» **Testo di riferimento**:
►
GIULIO GHIDOTTI

Stamattina ho scoperto di essere anche un anticorpo, tra le tante cose (un "anticorpone").

E’ sì interessante sperare nelle resistenze naturali degli insegnanti, parlare di anticorpi e cercare di volgere al bello ciò che è insopportabile, ma in realtà poi bisogna che le idee e gli anticorpi li identifichiamo nella volontà, nelle azioni quotidiane di percorsi di persone in carne ed ossa, uomini e donne, che ogni giorno sono a scuola, perché altrimenti sono delle pie illusioni le nostre.

Sono contento che Ivo naturalmente abbia a che fare con gente, con colleghi e colleghe speranzosi di innovazione, purtroppo io ogni giorno a scuola vedo anche l’altra parte della medaglia, gente che dice: "Finalmente si ritorna".

E’ questa la riforma che è già passata, non c’è più bisogno di fare altri decreti delegati da parte del Ministro: anche senza far niente è già passata. Perché era quella parte di non detto, di non fatto che continuava a rappresentare il curricolo latente nonostante i nostri corsi di aggiornamento, perché i nostri corsi avevano come esito, quando andava bene, che su 20 persone 3 o 4 ci seguivano sulle varie piste di sperimentazione, mentre gli altri chiamavano con nomi nuovi le stesse cose.

E continueranno ad andare avanti così, con l’aggravante che gli anticorpi sono invecchiati, passa il tempo e vedo, per esempio nel bresciano, appannarsi una risposta che era stata limpida. Nessuna scuola statale in provincia di Brescia aveva ascoltato l’appello alla sperimentazione, sto parlando delle scuole dell’infanzia e delle scuole primarie. In generale l’ambiente bresciano è abbastanza innovativo, nessuna scuola dunque aveva aderito, solo le suore …

A settembre, quando abbiamo fatto quel convegno di cui vi abbiamo parlato ieri, c’era ancora entusiasmo. Ma man mano che si va avanti, anche le scuole che avevano consapevolmente espresso questa opzione sono disorientate e le disorientiamo anche noi, Ivo, quando diciamo che a settembre inizierà forse la prima e seconda classe. Non comincia niente a settembre!
◄
» **Cosa fare**:
a. Secondo il testo di riferimento, quante persone su 20 seguivano i relatori sulle piste di sperimentazione quando i corsi di aggiornamento andavano bene?
b. Traduci in inglese la frase del testo di riferimento "A settembre, quando abbiamo fatto quel convegno di cui vi abbiamo parlato ieri, c’era ancora entusiasmo."
I record che seguono provengono da un'altra fonte.

» **Righe di dati**:
►
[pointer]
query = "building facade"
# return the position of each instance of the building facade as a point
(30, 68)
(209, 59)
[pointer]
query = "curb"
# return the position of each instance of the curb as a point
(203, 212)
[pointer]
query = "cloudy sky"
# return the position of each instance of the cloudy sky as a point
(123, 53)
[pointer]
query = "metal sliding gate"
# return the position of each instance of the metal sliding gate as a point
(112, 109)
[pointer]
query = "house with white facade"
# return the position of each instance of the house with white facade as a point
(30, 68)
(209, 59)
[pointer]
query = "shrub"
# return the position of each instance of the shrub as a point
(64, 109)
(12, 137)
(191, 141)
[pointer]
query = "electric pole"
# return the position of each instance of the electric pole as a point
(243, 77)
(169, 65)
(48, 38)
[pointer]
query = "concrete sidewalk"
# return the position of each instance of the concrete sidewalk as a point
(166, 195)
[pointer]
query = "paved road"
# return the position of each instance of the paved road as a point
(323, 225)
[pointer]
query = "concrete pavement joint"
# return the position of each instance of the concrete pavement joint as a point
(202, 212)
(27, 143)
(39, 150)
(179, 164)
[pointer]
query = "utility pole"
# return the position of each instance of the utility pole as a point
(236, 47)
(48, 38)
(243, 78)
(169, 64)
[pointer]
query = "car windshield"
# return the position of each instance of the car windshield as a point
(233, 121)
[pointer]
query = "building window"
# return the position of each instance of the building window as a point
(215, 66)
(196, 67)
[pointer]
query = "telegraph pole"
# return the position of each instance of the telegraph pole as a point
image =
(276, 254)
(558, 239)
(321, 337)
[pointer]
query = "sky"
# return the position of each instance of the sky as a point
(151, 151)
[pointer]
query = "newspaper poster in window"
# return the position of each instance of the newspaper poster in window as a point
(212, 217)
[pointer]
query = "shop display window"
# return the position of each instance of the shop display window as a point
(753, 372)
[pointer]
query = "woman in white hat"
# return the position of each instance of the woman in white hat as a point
◄
» **Risposte in ordine**:
a. 3 o 4 persone su 20.

b. In September, when we held that conference we told you about yesterday, there was still enthusiasm.